Tuesday, December 15, 2009
The PKCS #12 Format
The PKCS #12 Format
The
PKCS #12 format is defined in RSA Security's PKCS #12 standard and was
primarily designed as a means of encoding personal credentials that
consisted of private keys and certificates. It can be used in several
ways that are based around the combination of two privacy modes and two
integrity modes. The privacy mode can be one of password-based
encryption (PBE), or through public key encryption. Likewise the
integrity mode can be one of an HMAC based on a password and PBE or a
digital signature. The format is important, as it is the most common
way of dealing with private keys when you need to import them into
another application such as a Web browser to introduce personal
credentials or some other application that allows you to receive
encrypted data or send signed information.
The encoding specified for the format is ASN.1 using the BER rules and the file structure is built around the PFX structure, which is defined as follows:
PFX ::= SEQUENCE {
version INTEGER {v3(3)}(v3,...),
authSafe ContentInfo,
macData MacData OPTIONAL }
MacData ::= SEQUENCE {
mac DigestInfo,
macSalt OCTET STRING,
iterations INTEGER DEFAULT 1 }
The MacData structure is present only if PBE is used for the integrity mode of the PFX. It is very rare to see iterations set to its default value; normally it will be over 1,000.

______

Tasks.
1. Write out the rows word for word, from the first line of the rows through the line that contains "left=757, top=592, right=824, bottom=651", including both ends. Leave the pictures out.
2. Extend the text on the PKCS #12 format, starting right after its final sentence.
The text and the rows come from separate, unrelated sources.

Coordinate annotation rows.
______

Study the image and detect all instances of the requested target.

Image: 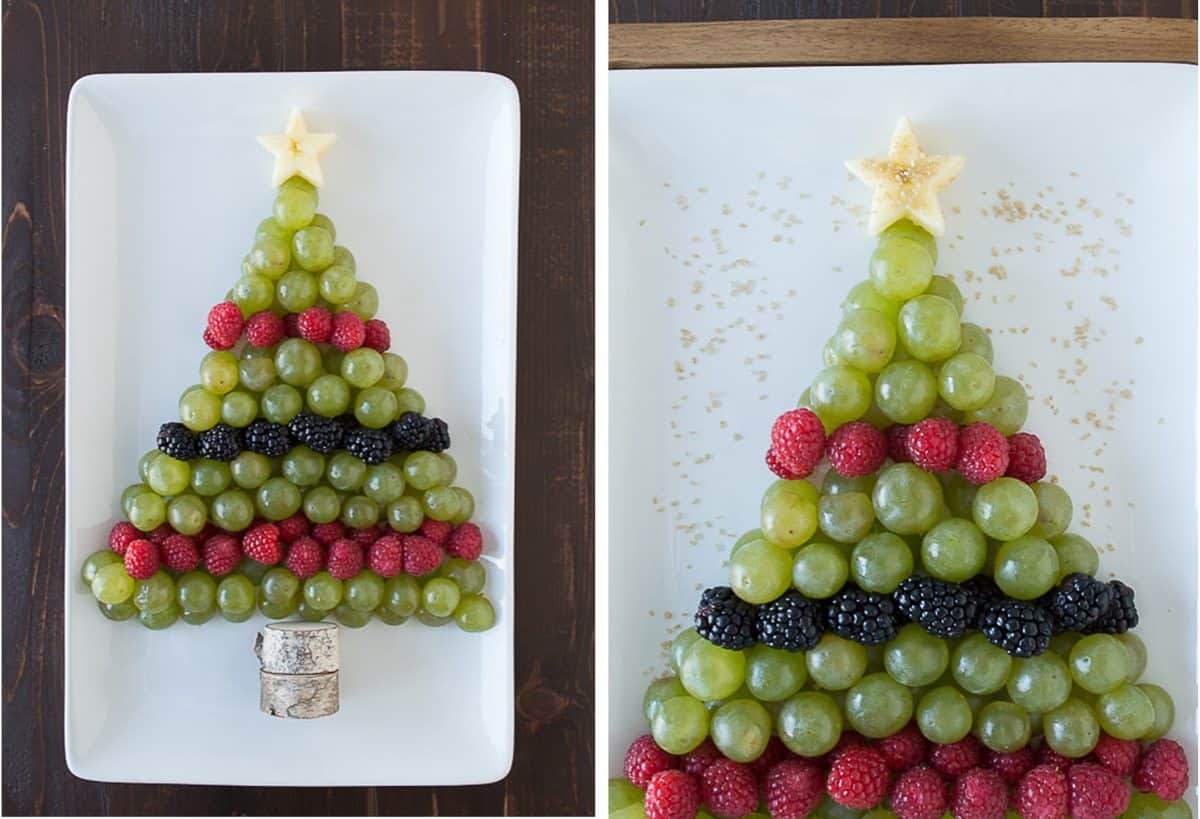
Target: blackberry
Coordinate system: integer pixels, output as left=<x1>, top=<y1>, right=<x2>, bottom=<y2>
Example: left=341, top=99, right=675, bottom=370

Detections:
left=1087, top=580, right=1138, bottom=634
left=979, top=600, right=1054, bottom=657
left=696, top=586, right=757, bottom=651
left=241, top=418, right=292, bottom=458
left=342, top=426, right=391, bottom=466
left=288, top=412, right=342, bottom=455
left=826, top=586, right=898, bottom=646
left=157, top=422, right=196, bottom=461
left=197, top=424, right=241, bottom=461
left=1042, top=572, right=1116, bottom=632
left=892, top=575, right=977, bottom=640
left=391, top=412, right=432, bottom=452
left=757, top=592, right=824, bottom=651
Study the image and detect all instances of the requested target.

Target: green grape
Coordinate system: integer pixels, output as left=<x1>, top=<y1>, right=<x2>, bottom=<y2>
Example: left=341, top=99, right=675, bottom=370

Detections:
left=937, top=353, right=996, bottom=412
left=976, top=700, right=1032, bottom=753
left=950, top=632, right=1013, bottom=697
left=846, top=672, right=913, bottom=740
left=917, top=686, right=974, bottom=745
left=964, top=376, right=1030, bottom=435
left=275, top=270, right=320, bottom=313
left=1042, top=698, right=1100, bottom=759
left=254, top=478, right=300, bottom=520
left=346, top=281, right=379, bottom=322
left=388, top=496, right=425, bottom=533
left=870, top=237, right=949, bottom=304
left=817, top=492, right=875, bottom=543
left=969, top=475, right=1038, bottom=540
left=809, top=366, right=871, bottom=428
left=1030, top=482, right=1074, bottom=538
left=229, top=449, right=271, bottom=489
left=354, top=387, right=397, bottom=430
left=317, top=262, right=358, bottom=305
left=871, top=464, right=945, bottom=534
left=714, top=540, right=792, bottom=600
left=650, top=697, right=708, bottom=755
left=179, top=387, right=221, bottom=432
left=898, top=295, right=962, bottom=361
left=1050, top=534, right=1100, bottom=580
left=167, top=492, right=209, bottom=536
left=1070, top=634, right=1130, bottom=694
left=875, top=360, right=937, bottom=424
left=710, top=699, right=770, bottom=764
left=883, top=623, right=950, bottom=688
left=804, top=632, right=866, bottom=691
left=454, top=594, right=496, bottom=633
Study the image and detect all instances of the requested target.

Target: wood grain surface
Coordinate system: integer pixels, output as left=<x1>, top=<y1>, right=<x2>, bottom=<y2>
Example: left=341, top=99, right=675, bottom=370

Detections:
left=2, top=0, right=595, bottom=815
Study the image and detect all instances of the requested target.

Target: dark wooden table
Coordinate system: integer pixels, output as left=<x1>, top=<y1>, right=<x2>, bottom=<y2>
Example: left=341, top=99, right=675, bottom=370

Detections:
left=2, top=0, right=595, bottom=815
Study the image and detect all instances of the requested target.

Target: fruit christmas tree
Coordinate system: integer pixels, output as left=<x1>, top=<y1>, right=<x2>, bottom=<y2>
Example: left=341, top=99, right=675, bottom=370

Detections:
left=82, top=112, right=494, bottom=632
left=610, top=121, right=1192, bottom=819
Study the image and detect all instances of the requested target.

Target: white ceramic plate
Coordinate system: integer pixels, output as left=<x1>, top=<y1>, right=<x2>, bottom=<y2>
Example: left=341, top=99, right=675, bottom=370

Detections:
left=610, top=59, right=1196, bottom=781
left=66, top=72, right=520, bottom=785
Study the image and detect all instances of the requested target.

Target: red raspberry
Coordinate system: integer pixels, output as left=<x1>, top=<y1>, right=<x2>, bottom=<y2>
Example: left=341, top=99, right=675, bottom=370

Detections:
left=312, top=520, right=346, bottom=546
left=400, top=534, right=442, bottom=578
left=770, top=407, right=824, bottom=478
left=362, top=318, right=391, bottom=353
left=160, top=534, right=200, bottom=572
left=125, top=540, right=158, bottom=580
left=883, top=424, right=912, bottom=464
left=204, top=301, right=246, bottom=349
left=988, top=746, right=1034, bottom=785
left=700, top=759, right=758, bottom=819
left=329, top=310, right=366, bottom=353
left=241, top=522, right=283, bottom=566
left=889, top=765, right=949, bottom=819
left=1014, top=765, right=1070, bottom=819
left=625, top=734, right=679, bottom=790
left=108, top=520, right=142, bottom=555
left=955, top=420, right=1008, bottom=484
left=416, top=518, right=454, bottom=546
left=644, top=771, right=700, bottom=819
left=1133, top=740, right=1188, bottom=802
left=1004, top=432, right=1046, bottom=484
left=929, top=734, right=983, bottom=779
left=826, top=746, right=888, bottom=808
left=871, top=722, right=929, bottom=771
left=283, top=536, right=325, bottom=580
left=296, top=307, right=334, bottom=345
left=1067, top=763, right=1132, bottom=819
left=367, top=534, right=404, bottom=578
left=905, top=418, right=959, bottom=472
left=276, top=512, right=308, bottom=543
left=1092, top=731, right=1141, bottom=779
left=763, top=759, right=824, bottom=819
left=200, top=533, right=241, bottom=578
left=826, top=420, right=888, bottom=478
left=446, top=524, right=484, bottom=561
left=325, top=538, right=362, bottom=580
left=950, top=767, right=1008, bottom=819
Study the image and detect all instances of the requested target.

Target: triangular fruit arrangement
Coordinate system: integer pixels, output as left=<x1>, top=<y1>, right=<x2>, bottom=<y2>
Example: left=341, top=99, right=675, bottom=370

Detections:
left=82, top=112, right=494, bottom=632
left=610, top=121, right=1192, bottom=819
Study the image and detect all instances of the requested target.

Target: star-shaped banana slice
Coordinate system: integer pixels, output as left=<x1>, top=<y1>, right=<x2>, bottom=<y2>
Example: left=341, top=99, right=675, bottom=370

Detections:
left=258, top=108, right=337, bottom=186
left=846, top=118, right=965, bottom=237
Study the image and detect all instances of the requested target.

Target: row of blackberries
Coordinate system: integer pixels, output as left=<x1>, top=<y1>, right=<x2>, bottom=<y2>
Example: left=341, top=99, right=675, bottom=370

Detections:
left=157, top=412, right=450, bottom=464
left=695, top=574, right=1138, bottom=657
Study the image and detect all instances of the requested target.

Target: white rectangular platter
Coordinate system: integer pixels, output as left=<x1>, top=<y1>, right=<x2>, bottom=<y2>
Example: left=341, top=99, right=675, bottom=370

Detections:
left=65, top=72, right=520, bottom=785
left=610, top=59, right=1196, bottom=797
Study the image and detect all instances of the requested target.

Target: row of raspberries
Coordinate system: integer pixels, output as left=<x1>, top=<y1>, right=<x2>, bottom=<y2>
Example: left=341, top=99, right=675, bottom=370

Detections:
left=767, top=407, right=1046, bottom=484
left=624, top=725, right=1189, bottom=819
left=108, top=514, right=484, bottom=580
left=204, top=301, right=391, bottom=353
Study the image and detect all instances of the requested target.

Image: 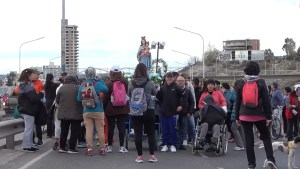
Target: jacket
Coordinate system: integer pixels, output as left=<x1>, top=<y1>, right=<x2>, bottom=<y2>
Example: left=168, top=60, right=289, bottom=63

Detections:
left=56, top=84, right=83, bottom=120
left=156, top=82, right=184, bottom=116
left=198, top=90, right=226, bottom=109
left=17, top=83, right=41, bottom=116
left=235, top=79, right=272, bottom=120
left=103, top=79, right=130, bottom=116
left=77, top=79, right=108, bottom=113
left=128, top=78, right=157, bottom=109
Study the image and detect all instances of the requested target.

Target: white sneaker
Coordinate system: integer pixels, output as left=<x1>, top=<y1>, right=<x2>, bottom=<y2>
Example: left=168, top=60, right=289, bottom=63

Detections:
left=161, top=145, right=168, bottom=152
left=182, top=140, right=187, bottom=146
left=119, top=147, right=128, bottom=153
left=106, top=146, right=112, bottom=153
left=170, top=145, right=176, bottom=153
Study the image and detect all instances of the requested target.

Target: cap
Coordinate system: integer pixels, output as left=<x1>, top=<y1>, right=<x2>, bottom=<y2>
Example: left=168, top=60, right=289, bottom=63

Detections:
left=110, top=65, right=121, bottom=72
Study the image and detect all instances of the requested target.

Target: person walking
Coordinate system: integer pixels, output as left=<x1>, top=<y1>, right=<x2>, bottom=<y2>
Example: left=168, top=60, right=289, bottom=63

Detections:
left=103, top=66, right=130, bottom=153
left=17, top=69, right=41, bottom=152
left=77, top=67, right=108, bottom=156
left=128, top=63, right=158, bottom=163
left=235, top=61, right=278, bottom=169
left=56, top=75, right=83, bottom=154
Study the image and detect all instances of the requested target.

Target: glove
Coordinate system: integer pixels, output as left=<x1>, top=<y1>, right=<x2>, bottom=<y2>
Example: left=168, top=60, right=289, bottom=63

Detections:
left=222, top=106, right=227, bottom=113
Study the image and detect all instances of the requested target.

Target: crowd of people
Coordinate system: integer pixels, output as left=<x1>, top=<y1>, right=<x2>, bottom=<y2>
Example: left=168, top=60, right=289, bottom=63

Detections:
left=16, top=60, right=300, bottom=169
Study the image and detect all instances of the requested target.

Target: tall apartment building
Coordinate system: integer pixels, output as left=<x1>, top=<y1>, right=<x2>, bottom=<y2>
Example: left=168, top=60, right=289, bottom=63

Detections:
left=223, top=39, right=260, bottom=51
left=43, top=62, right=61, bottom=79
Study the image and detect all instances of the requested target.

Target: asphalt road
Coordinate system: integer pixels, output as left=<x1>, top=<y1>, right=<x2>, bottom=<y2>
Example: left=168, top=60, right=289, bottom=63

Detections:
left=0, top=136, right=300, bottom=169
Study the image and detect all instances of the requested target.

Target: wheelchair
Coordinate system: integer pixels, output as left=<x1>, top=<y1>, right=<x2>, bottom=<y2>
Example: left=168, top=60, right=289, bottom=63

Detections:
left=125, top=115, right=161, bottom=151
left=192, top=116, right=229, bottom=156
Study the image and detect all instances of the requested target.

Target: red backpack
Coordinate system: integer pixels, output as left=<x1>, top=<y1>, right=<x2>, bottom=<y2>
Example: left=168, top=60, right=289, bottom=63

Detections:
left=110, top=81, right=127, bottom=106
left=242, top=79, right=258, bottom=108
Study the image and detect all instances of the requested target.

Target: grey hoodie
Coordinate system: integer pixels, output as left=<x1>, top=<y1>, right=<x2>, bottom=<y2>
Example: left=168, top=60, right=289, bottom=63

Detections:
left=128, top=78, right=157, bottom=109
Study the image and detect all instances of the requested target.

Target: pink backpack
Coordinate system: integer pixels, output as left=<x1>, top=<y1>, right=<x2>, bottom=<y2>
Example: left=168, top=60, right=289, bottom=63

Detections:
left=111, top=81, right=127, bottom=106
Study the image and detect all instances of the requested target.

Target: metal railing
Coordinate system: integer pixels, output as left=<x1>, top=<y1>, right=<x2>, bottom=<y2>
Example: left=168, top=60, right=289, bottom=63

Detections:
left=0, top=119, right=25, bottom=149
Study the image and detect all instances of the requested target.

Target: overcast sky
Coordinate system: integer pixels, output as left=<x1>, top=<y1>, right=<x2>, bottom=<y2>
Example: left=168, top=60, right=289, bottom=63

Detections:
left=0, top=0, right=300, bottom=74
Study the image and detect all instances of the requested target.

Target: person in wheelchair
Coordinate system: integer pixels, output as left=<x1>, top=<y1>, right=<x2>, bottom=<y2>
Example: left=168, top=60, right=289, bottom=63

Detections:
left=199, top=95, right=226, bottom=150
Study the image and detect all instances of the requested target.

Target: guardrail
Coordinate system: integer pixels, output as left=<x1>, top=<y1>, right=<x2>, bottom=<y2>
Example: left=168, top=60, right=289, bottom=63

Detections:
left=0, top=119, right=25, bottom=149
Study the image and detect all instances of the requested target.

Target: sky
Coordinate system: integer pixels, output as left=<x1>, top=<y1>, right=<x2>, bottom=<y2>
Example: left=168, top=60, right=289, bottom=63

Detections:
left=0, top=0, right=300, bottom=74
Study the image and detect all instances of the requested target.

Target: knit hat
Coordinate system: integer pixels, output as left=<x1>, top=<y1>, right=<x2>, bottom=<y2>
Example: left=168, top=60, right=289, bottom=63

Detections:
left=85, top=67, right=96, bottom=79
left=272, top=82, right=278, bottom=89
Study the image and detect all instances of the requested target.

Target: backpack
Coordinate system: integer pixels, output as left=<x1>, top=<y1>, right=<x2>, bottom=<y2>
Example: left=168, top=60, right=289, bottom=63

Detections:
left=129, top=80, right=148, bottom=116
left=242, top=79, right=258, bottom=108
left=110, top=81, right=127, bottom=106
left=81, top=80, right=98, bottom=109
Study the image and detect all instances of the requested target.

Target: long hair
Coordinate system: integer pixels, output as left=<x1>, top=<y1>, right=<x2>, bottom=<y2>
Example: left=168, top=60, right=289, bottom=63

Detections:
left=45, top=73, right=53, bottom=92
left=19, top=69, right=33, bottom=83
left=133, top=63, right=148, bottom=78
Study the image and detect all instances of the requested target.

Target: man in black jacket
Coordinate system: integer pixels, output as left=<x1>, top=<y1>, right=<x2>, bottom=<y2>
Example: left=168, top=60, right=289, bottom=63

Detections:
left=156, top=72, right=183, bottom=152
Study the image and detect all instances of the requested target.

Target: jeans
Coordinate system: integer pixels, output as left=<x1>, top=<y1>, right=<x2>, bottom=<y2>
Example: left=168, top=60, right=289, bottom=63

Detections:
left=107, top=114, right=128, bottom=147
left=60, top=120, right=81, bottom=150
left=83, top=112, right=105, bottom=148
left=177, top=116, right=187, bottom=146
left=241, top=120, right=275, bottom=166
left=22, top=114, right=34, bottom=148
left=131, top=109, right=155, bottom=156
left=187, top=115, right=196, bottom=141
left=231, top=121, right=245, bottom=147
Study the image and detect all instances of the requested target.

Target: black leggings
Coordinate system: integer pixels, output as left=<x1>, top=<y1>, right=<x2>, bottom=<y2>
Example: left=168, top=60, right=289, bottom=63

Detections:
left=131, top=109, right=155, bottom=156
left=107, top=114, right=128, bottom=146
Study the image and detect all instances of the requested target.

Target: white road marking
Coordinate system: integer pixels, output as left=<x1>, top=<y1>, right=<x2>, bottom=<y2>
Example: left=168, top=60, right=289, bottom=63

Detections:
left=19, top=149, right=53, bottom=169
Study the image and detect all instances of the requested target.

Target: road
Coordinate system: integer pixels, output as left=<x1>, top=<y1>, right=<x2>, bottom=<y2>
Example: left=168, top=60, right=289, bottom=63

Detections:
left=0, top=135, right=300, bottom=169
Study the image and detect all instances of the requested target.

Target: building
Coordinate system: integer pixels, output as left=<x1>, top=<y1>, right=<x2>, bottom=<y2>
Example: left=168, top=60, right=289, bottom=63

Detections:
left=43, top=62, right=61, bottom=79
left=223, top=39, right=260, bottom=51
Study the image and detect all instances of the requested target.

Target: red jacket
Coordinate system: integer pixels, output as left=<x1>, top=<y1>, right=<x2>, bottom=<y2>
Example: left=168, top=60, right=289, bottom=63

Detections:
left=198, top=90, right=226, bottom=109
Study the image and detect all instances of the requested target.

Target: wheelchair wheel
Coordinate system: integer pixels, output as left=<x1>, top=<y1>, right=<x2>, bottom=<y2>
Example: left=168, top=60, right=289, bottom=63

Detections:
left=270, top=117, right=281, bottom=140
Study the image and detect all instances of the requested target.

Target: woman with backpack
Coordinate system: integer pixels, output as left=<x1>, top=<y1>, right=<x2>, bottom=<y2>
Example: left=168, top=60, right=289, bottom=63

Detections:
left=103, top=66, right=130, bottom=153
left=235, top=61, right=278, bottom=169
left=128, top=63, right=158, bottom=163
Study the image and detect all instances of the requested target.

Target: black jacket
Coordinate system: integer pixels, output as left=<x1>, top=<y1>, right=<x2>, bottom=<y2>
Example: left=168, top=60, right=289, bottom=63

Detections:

______

Response list.
1.
Study the image and detect all instances of the requested target.

Image: 
Target: blackberry
Coordinate system: integer pixels, output as left=<x1>, top=<y1>, right=<x2>, bottom=<y2>
Example: left=341, top=99, right=675, bottom=370

Detections:
left=1087, top=580, right=1138, bottom=634
left=979, top=600, right=1054, bottom=657
left=696, top=586, right=757, bottom=651
left=241, top=418, right=292, bottom=458
left=342, top=426, right=391, bottom=466
left=288, top=412, right=342, bottom=455
left=826, top=586, right=898, bottom=646
left=157, top=422, right=196, bottom=461
left=197, top=424, right=241, bottom=461
left=1042, top=572, right=1116, bottom=632
left=892, top=575, right=977, bottom=640
left=391, top=412, right=432, bottom=452
left=757, top=592, right=824, bottom=651

2.
The ContentInfo structure is defined in PKCS #7 as follows:
ContentInfo ::= SEQUENCE {
contentType ContentType,
content [0] EXPLICIT CONTENTS.&Type({Contents}{@contentType}) OPTIONAL }
which, in case you've forgotten, translates into
English as: What you will find in the content field depends on what the
value is in the contentType field. The type of the contentType field, ContentType, is derived from a set of OIDs and reduces to a restricted version of the following:
ContentType ::= OBJECT IDENTIFIER
You will have a closer look at ContentInfo in the next chapter
when you read about Cryptographic Message Syntax (CMS), but for the
sake of PKCS #12, two object identifiers are recognized in the contentType field of the ContentInfo structure contained in the PFX structure: data and signedData. These two object identifiers have the following definition:
pkcs-7 OBJECT IDENTIFIER ::=
{ iso(1) member-body(2) us(840) rsadsi(113549) pkcs(1) 7 }
data OBJECT IDENTIFIER ::= { pkcs-7 1 }
signedData OBJECT IDENTIFIER ::= { pkcs-7 2 }
and which one you will find in the contentType field depends on whether the content of the PFX is integrity-protected using a password—in which case it will be data, or integrity-protected using a digital signature—in which case it will be signedData.
I will leave the signedData content type alone for the moment because you'll be looking at it in the next chapter and in practice you will only see PFX objects using both password-based integrity mode and password-based privacy mode. In any case, whether you encounter signedData, or just the data type the actual structure that contains the key and certificate information present in the file is an AuthenticatedSafe, which is defined as follows:
AuthenticatedSafe ::= SEQUENCE OF ContentInfo
And it is the encoding of the AuthenticatedSafe that is present in the content field of the relevant ContentInfo structure as an ASN.1 OCTET STRING. In the case of the password-based files, the relevant ContentInfo structure is the one contained in the PFX structure. The content field of each ContentInfo structure can contain either plaintext, password-encrypted data, or public key-encrypted data as OCTET STRING values based on the BER encoding of another structure—the SafeContents.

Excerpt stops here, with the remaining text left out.